* WHAT IS EXPECTED: A faithful copy of every record is needed here. Images must not appear in it.

* Region pointing data:
>>>>
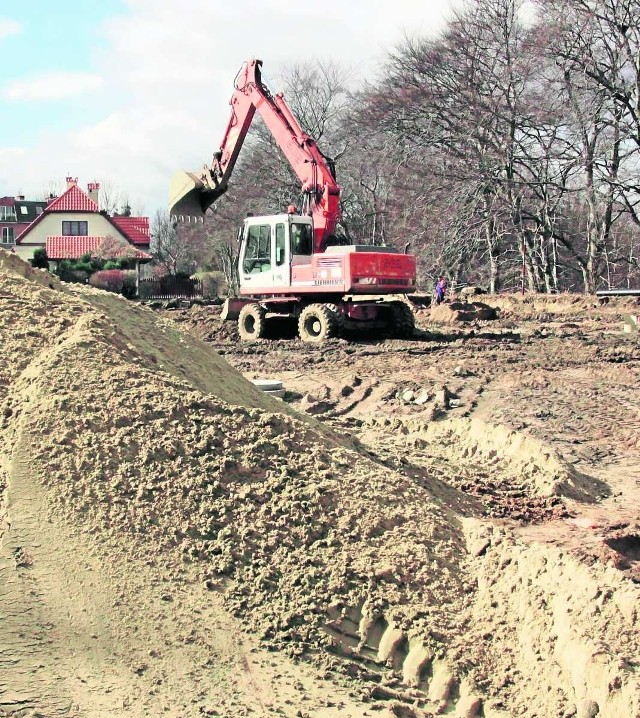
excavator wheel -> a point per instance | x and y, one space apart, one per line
252 322
403 320
339 316
318 322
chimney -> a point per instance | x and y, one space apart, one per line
94 190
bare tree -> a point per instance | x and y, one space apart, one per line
177 248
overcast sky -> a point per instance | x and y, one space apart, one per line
125 92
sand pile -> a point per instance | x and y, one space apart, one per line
147 481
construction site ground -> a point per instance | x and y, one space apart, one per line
442 526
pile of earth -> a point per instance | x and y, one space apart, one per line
143 477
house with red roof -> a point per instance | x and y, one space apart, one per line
72 225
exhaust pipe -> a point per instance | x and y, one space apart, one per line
190 198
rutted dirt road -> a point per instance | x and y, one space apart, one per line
441 526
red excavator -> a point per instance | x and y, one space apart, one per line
293 264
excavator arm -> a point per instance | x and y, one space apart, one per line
193 193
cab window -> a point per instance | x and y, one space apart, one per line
301 239
280 244
257 255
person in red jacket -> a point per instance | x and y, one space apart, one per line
441 289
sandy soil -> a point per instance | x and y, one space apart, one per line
447 525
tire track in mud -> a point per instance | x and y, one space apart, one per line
397 669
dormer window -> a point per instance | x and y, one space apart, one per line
74 229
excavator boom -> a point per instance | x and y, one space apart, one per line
193 193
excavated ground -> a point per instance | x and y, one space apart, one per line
447 525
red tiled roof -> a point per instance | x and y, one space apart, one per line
73 200
135 229
61 247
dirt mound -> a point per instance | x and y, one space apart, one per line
149 487
451 312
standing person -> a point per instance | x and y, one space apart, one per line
441 289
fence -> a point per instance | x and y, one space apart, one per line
170 288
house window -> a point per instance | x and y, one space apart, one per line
74 229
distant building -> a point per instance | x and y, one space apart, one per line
16 214
72 225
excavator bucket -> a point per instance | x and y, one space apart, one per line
188 196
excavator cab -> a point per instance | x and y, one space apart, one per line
269 247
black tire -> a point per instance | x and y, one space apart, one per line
317 323
339 317
252 322
403 320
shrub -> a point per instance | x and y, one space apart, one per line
112 280
40 259
129 287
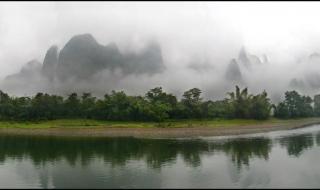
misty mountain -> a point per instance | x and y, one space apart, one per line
50 63
249 60
29 70
83 56
233 72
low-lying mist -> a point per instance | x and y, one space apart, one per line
211 46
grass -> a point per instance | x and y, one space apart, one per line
88 123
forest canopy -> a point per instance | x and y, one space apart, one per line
156 105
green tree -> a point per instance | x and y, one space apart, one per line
192 103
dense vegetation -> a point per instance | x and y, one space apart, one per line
155 105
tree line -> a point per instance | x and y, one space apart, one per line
156 105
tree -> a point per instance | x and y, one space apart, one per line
316 100
260 106
294 106
72 105
240 103
191 101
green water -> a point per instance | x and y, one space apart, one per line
<<<<
* SOLUTION:
excavator wheel -> a point per instance | x and y, one space apart, one per line
252 322
403 320
339 316
318 322
chimney -> a point per instance | x and y, one space apart, one per line
94 190
bare tree -> a point per instance | x and y, one space apart, one per line
177 248
overcast sky -> a point per instance | x and y, one space apart, one per line
125 92
sand pile -> a point per instance | x and y, one space apart, one per line
147 481
construction site ground -> a point per instance | x and y, one space apart, one per line
442 526
pile of earth -> a point per instance | x and y, one space apart, one per line
143 477
house with red roof -> a point per instance | x and y, one space apart, one per line
72 225
exhaust pipe -> a point per instance | x and y, one space apart, one per line
190 198
rutted dirt road -> a point per instance | x and y, one space apart, one per line
441 526
red excavator -> a point per instance | x and y, one space apart, one per line
293 264
excavator arm -> a point per instance | x and y, one space apart, one per line
193 193
cab window -> a point per instance | x and y, one space apart, one per line
301 239
280 244
257 255
person in red jacket -> a point per instance | x and y, one space apart, one per line
441 289
sandy soil -> a point per instance | x and y, one space apart, one per line
447 525
tire track in mud -> a point per instance | x and y, one space apart, one per line
397 669
dormer window -> a point per instance | x and y, one space apart, one per line
74 229
excavator boom -> a point per instance | x and y, one space apart, one per line
193 193
excavated ground -> a point per instance | x and y, one space apart, one per line
447 525
red tiled roof -> a point per instance | x and y, one space apart, one per line
73 200
135 229
61 247
dirt mound -> a point per instance | x and y, one space apart, one per line
149 487
451 312
standing person -> a point per instance | x and y, one space apart, one per line
441 289
fence -> a point per instance | x and y, one space apart, one per line
170 288
house window -> a point per instance | x and y, one space apart, one per line
74 229
distant building -> a point per instance | x and y, one space apart, one per line
16 214
72 225
excavator bucket -> a point per instance | x and y, one space apart, one per line
188 196
excavator cab -> a point per instance | x and y, one space apart, one per line
269 247
black tire -> a point per instance | x and y, one space apart, one per line
317 323
339 317
252 322
403 320
shrub -> a point per instance | x and y, one space apart, one per line
112 280
40 259
129 287
misty mountain -> a point per instance | x and y, one space apart, one per line
50 63
249 60
29 70
83 56
233 72
low-lying mist -> a point per instance | x and y, one space apart, one per line
211 46
grass -> a point per instance | x and y, one space apart, one per line
88 123
forest canopy -> a point per instance | x and y, one space apart, one per line
156 105
green tree -> a point per instance | x and y, one space apart, one per line
192 103
dense vegetation -> a point per instance | x and y, one space apart, one per line
155 105
tree line -> a point per instance | x and y, one space apart, one per line
156 105
tree -> a point per instance | x and y, one space apart, one per line
316 100
260 106
294 106
72 105
240 103
191 101
green water -> a point per instance | x and y, one space apart, one per line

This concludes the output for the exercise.